- EXCERPT TO READ -
▬▬▬▬▬▬▬▬▬▬
A day after Guidant ( GDT)
lowered earnings guidance and announced that it was restructuring its stent business, shares rose 2.7% as a pair of Wall Street brokerages recommended buying its battered shares. With Guidant shares off 16% so far this year and down 30% from their high, analysts at Citigroup Smith Barney and Piper Jaffray upgraded shares of the company, telling investors that the worst was likely behind the medical device maker. Citigroup upgraded the company to hold from sell, while Piper Jaffray upgraded the stock to outperform from market perform, sending shares up $1.35 to $51.90. (Both brokerages do and seek to do business with the companies covered in research reports.) "The bad news is in the stock," said Thomas Gunderson, analyst at Piper Jaffray, in his research note. "The cardiac defibrillator market has to be split three ways now and competitive drug-eluting stents are here to stay while Guidant's programs still have some risk. But looking forward, we think that Guidant starts to pull itself out of the valley." In Gunderson's view, Guidant's new line of cardiac defibrillators due out this fall, will increase its competitiveness against St. Jude Medical ( STJ). In the second quarter, sales of Guidant's implantable cardioverter devices, or ICDs, were a notable bright spot, coming in at $456 million, up 21% year-over-year and $27 million ahead of Wall Street's consensus. And while the company's stent division has had its problems, Gunderson believes that ultimately, "metal stents will find their economic niche." But in the meantime, Guidant's metal stents are falling behind because of increased acceptance of drug coated ones sold by Johnson & Johnson ( JNJ) and Boston Scientific ( BSX), which ran into a major setback in being forced to expand a recall of its Taxus stents after manufacturing defects. In the second quarter, the company's stent sales came in at $231 million, down 29% year-over-year, and $22 million lower than analyst expectations. As a result, Guidant announced a plan to restructure the business and take a $50 million to $70 million charge in hopes of cutting costs by $100 million a year, but analysts are growing concerned about the fate of its Champion drug soaked stent now in development.
▬▬▬▬▬▬▬▬▬▬
Dataset entries
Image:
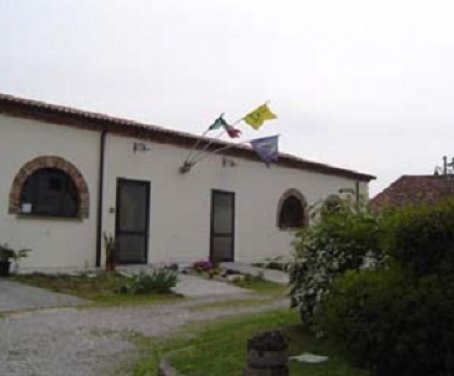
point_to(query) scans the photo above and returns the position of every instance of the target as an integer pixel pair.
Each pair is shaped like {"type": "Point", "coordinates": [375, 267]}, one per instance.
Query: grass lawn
{"type": "Point", "coordinates": [219, 348]}
{"type": "Point", "coordinates": [100, 288]}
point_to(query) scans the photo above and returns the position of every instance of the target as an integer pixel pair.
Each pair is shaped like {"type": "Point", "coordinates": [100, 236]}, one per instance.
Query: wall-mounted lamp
{"type": "Point", "coordinates": [140, 146]}
{"type": "Point", "coordinates": [228, 162]}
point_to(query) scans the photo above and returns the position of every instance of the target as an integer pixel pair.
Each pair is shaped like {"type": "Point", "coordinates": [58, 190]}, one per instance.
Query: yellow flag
{"type": "Point", "coordinates": [256, 118]}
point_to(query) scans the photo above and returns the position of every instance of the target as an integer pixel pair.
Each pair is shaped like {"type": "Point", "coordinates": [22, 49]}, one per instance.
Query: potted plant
{"type": "Point", "coordinates": [110, 246]}
{"type": "Point", "coordinates": [8, 254]}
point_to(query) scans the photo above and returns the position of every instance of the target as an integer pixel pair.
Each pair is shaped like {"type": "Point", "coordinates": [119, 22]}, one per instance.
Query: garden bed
{"type": "Point", "coordinates": [108, 288]}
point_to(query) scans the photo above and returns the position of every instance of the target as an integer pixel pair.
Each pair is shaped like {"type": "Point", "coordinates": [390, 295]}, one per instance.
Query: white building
▬▬▬▬▬▬▬▬▬▬
- SET OF TASKS -
1. Answer these questions from the Guidant article:
(a) To what rating did Citigroup upgrade Guidant?
(b) What were Guidant's second-quarter sales of implantable cardioverter devices?
(c) By how much per year does Guidant hope to cut costs through its restructuring?
2. Pick up the Guidant article after its final sentence and continue it.
These rows have no connection to the Guidant article.

- TASK-BY-TASK ANSWERS -
1.
(a) Hold, up from sell.
(b) $456 million, up 21% year-over-year.
(c) $100 million a year.

2.
"The size of the charge and annual cost savings suggest Guidant is cutting deeply into its VI division," said Matthew Dodds, analyst at Citigroup Smith Barney. "The sharp reduction in VI sales indicate a rightsizing is necessary, it does cast another pall over this division post
after the recent delay in the Champion drug eluting stent timeline." While both analysts admitted that Guidant's business fundamentals, especially in the stent business, have room for improvement -- both feel shares are worth buying from a valuation perspective. After releasing a slew of bad news in recent weeks, no news is good news, according to Dodds. "Now that just about all of the concerns we previously voiced have occurred, we don't see that much left to weigh on the stock," said Dodds.